(JOB) Can you rewrite each of the rows below with "identify" replaced by "locate" and nothing else changed? Leave the pictures out of your version.

-- START STORED DATA --

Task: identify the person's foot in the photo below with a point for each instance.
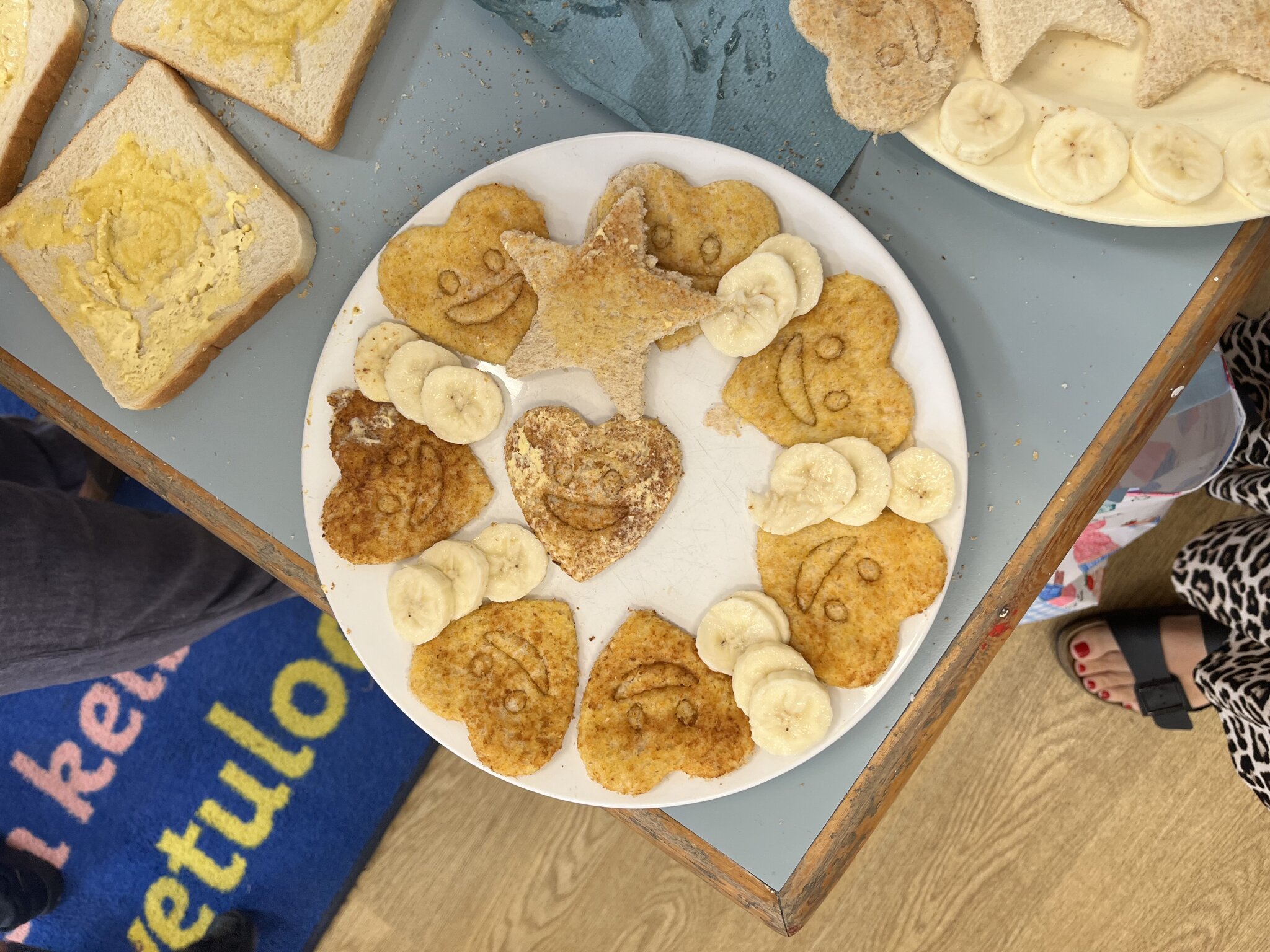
(229, 932)
(102, 480)
(1104, 672)
(29, 888)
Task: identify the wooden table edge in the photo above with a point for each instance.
(1100, 466)
(148, 469)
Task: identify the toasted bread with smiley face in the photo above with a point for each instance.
(401, 488)
(828, 374)
(510, 672)
(456, 284)
(848, 588)
(696, 231)
(652, 707)
(890, 61)
(591, 493)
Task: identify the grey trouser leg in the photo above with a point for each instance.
(89, 589)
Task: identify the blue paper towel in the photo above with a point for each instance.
(733, 71)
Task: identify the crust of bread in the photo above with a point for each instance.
(202, 359)
(16, 152)
(253, 307)
(206, 73)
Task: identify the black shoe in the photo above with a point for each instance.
(229, 932)
(29, 888)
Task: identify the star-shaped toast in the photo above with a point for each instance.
(1188, 38)
(1010, 29)
(602, 304)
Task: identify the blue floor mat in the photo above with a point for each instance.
(255, 771)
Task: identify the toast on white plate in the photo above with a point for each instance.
(154, 239)
(300, 65)
(40, 43)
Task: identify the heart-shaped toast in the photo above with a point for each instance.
(455, 282)
(591, 493)
(652, 707)
(510, 672)
(848, 588)
(401, 488)
(828, 374)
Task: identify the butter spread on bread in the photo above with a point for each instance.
(155, 240)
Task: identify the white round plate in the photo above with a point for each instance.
(703, 549)
(1072, 69)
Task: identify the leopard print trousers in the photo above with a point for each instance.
(1226, 571)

-- END STORED DATA --

(WRITTEN RESPONSE)
Task: locate the person's foot in the photo below with a point for each instance.
(229, 932)
(102, 480)
(1104, 672)
(29, 888)
Task: locate the wooden table edge in the photo above with a point for each instance.
(1100, 466)
(148, 469)
Task: locate the toasted bread with smiley face in the photo above with a point for each instance.
(401, 488)
(828, 374)
(510, 672)
(456, 284)
(848, 588)
(696, 231)
(652, 707)
(890, 61)
(591, 493)
Task: locate the grey trouser leg in the photo above with a point for each instance.
(89, 589)
Task: locate the blue paper towel in the photo above with a point for each instance.
(733, 71)
Task: locate the crust of bread in the photo above with a point for each instance.
(202, 359)
(16, 152)
(253, 307)
(206, 73)
Task: locate the black shoe in the photo above with a point for each instance.
(229, 932)
(29, 888)
Task: locate the star-shaped toast in the photo above with a point for each instance.
(1188, 38)
(1010, 29)
(602, 304)
Task: locate the blue floor mat in the photo above with a point for each instance.
(255, 771)
Task: locate the toast on white plate in the photo above with a point for each instance.
(154, 239)
(300, 65)
(40, 43)
Task: locate the heart-shaped toast in the photo above with a point for each instance.
(455, 282)
(591, 493)
(652, 707)
(510, 672)
(848, 588)
(401, 488)
(828, 374)
Task: locate the butter spread on bread in the photo above with a point for each instance.
(155, 240)
Task: locate the white round plate in the photo above with a point for each instance.
(703, 549)
(1072, 69)
Task: locate the leopard print trousers in the photo above with a point for each instance.
(1226, 571)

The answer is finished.